Exercise brief = Pull every line containing the word "black" from the records.

Start of Entries supplied

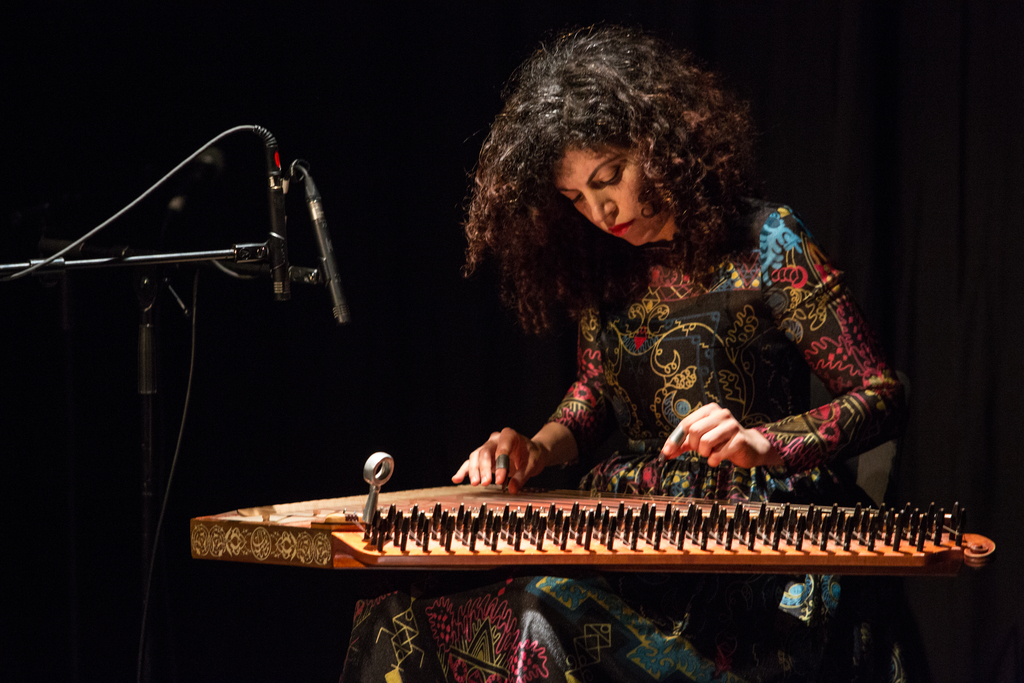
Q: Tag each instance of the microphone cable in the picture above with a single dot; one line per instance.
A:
(167, 489)
(268, 140)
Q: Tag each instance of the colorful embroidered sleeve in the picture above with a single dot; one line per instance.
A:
(812, 305)
(585, 409)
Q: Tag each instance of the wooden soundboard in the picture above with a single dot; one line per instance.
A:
(468, 527)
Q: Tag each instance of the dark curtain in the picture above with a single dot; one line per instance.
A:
(893, 128)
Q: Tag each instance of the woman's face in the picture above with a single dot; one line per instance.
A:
(604, 186)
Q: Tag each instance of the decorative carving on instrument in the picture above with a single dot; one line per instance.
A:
(250, 543)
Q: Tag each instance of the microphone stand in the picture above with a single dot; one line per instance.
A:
(251, 259)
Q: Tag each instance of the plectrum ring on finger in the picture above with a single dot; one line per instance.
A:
(677, 435)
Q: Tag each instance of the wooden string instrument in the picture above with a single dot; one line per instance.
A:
(470, 527)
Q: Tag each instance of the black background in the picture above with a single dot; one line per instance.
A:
(894, 129)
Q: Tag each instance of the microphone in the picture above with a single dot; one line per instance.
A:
(328, 264)
(276, 243)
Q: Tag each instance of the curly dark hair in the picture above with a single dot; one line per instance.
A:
(604, 89)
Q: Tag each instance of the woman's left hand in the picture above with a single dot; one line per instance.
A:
(714, 433)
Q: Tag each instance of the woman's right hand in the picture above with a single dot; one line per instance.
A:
(526, 458)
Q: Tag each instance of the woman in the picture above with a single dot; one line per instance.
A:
(616, 184)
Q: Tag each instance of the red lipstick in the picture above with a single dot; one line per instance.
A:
(621, 229)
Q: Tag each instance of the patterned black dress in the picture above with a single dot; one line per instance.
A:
(749, 342)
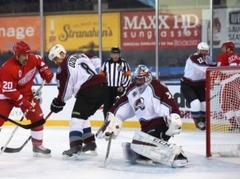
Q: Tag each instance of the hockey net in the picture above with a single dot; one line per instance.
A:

End of Entries supplied

Answer below =
Q: Tag each instance of the black background in the picture above with a single dot; one line per instance.
Q: Tag each instance of the patterned black dress in the picture above with a single dot; one line per instance.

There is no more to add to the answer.